— AUFGABEN —
a) Beantworten Sie anhand des Textes über Herzphobien die folgenden Fragen:
(i) In wessen Praxen finden sich Herzphobiker viel häufiger als in denen von Psychiatern und Psychotherapeuten?
(ii) Wie viele Gruppen von Herzphobikern werden je nach Art und Intensität der herzbezogenen Ängste unterschieden?
(iii) Wodurch werden die Ängste von Hypochondern nicht gemildert, anders als bei Herzphobikern?
b) Geben Sie aus dem Text über Herzphobien den Abschnitt wortgetreu wieder, beginnend bei "Je nach Art" und endend bei "panikartige Angstanfälle erleben.".

— VORLIEGENDER TEXT —
★ ★ ★
Während die Ängste bei organischen Herzerkrankungen typischerweise nicht offen, sondern verschlüsselt oder durch depressive Zustände verdeckt sind, weisen die neurotischen Herzängste einen stark appellativen, mitteilungsbedürftigen und hilfesuchenden Charakter auf. Herzphobiker fühlen sich körperlich schwer krank, nicht dagegen psychisch krank. Sie finden sich daher viel häufiger in den Praxen von Internisten als von Psychiatern und Psychotherapeuten. Die Diagnose einer Panikstörung vom Typ einer Herzphobie ist therapeutisch insofern bedeutsam, als diese aufgrund der Herzfixierung oft schwieriger zu behandeln ist als eine typische Panikstörung.

Je nach Art und Intensität der herzbezogenen Ängste können drei Gruppen von Herzphobikern unterschieden werden

  • Herztod-Phobiker, die starke panikartige Angstanfälle erleben.
  • Herztod-Hypochonder, die keine Angstdurchbrüche erleben, sondern von der subjektiven Gewissheit geplagt sind, einen Herztod zu erleiden.
  • Herz-Hypochonder, deren Ängste in Sorgen und Befürchtungen um das Herz bestehen.

Herzphobische und hypochondrische Patienten sind relativ leicht voneinander zu unterscheiden. Herzphobiker werden von ihren körperbezogenen Ängsten überflutet. Hypochonder haben zwar unkorrigierbare Befürchtungen und Überzeugungen, krank zu sein, erleben jedoch keine panikartigen Ängste um ihr Leben. Ihre Ängste sind jedoch so beständig, dass sie durch die Anwesenheit von Vertrauenspersonen nicht wie bei Herzphobikern gemildert werden.
★ ★ ★
— MATERIALAUSZÜGE —
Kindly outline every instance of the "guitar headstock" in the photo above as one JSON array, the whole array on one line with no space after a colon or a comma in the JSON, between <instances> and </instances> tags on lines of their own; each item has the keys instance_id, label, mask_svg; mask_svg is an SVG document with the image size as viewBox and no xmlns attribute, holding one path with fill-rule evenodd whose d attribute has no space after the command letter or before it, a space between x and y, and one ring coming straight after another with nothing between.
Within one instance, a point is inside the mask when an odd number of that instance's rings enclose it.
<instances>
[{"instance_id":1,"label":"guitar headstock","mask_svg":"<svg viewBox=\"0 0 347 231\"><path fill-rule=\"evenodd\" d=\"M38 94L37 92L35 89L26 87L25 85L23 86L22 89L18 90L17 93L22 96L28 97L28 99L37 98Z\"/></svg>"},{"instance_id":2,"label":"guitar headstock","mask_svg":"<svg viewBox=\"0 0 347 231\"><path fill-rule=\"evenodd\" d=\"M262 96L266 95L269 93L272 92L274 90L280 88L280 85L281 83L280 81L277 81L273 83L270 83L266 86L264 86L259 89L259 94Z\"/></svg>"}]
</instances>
★ ★ ★
— ANTWORTEN —
a)
(i) In den Praxen von Internisten.
(ii) Drei Gruppen.
(iii) Durch die Anwesenheit von Vertrauenspersonen.

b)
Je nach Art und Intensität der herzbezogenen Ängste können drei Gruppen von Herzphobikern unterschieden werden

  • Herztod-Phobiker, die starke panikartige Angstanfälle erleben.